*Objective*: Rewrite the records from the line with "[locate] the blue" to the line with "<point>345,73</point>", substituting "spinner" for "nose cone" and leaving everything else unchanged. Return only those lines.

*Supplied data*:
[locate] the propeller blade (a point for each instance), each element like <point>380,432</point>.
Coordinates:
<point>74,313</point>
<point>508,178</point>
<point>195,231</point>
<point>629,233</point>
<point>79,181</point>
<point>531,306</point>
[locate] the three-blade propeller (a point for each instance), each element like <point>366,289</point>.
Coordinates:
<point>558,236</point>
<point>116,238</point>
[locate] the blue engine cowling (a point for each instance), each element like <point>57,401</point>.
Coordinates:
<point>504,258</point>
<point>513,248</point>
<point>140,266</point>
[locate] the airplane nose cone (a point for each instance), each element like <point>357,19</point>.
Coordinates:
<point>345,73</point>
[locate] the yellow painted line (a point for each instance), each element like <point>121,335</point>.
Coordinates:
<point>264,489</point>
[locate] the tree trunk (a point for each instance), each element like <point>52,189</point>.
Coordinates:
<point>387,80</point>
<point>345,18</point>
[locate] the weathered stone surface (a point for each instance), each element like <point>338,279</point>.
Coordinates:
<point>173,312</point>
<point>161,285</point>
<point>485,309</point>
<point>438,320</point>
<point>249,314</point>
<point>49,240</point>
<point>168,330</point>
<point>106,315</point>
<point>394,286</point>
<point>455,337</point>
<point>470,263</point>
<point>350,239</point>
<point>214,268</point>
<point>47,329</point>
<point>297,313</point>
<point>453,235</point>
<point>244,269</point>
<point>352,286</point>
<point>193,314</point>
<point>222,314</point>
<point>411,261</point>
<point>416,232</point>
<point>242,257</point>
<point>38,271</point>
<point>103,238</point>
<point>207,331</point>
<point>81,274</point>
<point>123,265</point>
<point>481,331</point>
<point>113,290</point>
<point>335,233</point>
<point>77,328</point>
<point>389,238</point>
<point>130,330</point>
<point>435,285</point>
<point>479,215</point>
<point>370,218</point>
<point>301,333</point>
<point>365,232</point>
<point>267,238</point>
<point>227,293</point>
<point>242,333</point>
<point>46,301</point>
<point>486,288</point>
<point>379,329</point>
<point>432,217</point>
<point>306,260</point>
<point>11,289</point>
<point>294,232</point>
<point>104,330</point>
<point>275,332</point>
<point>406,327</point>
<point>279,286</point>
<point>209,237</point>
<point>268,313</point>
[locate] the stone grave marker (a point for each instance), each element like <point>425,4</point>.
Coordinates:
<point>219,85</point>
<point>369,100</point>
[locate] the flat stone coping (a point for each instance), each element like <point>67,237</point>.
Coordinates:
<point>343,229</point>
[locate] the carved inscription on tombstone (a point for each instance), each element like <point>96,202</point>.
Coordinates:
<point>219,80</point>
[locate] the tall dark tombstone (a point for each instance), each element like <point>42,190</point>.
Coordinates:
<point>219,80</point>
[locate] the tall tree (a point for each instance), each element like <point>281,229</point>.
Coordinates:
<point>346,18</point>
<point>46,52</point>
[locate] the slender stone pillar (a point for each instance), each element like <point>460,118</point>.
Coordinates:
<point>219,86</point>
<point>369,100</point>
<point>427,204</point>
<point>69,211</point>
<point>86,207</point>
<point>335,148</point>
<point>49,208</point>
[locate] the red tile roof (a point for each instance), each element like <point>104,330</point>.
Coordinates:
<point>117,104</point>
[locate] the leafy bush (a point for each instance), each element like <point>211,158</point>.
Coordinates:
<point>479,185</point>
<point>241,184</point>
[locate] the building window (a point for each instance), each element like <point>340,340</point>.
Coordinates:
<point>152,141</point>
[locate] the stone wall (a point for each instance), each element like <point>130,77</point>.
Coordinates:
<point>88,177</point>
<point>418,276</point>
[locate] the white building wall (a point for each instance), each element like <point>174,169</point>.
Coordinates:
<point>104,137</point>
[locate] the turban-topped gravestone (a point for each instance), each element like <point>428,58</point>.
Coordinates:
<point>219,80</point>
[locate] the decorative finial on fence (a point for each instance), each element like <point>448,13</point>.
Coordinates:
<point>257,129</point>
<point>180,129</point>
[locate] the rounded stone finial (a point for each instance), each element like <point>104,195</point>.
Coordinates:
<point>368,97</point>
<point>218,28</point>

*Reply*:
[locate] the blue engine cowling (a point for each instance), each element like <point>57,401</point>.
Coordinates:
<point>504,258</point>
<point>513,248</point>
<point>140,266</point>
[locate] the airplane spinner (a point for each instance), each element like <point>357,19</point>.
Coordinates:
<point>345,73</point>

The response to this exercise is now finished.